-------- Records supplied

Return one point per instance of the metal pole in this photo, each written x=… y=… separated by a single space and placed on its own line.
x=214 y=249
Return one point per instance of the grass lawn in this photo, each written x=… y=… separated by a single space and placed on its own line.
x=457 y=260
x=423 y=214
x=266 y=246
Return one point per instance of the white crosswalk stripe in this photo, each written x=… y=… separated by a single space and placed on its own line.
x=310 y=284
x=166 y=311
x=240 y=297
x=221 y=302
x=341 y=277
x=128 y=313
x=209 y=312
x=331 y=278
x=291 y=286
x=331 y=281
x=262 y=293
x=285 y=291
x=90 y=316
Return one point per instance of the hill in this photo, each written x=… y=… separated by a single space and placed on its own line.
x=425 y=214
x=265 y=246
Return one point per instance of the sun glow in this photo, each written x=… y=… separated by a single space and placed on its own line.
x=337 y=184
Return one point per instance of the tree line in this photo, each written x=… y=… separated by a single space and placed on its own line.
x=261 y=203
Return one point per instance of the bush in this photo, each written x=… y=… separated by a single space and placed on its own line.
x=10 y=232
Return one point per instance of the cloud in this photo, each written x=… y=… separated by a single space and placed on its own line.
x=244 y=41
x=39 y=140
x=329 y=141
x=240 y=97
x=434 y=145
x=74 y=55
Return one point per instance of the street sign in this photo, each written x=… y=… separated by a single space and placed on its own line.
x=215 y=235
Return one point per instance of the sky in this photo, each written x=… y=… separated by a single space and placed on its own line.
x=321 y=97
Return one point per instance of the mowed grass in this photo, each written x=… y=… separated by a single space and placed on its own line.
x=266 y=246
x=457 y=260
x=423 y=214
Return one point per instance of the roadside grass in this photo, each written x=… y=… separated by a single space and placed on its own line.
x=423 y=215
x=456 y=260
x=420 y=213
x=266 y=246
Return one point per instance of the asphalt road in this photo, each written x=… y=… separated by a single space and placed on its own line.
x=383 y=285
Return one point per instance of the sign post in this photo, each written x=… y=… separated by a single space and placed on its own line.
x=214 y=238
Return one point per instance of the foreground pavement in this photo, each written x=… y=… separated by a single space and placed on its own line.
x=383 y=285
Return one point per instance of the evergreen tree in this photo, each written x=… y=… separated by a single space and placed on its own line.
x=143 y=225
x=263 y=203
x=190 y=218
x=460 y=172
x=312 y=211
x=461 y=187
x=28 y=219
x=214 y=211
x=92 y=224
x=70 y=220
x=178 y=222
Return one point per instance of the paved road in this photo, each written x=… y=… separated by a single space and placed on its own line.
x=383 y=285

----------------
-------- Records supplied

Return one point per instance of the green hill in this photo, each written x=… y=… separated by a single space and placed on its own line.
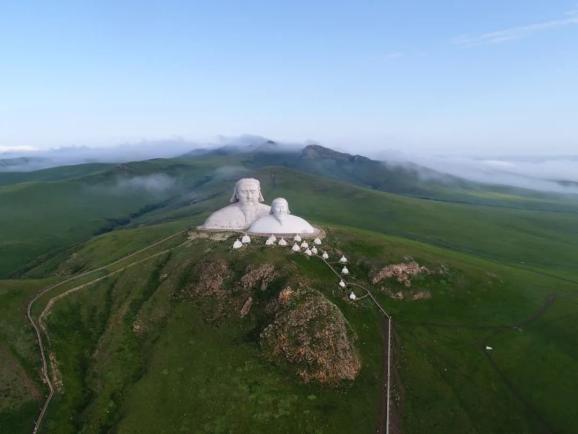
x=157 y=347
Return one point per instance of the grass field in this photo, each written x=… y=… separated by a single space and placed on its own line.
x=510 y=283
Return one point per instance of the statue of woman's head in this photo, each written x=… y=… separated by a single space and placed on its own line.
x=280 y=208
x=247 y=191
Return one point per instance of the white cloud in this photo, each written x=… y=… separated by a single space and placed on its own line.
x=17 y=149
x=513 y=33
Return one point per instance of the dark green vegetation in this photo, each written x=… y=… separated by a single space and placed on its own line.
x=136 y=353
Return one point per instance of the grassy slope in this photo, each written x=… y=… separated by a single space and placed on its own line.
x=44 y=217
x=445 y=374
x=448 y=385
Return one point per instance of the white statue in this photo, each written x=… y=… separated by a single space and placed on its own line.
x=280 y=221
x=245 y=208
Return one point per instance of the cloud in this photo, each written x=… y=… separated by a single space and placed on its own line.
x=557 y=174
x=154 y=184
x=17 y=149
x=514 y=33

----------------
-------- Records supplied

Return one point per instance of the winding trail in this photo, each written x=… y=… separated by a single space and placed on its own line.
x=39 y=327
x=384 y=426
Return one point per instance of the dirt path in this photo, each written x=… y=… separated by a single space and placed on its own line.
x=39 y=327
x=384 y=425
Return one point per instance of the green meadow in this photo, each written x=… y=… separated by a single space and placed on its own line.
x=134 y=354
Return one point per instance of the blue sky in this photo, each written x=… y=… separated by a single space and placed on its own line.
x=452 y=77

----------------

# To do:
How many of the lines above contain the string "statue", with case taken into account? Give only the number.

# The completed task:
2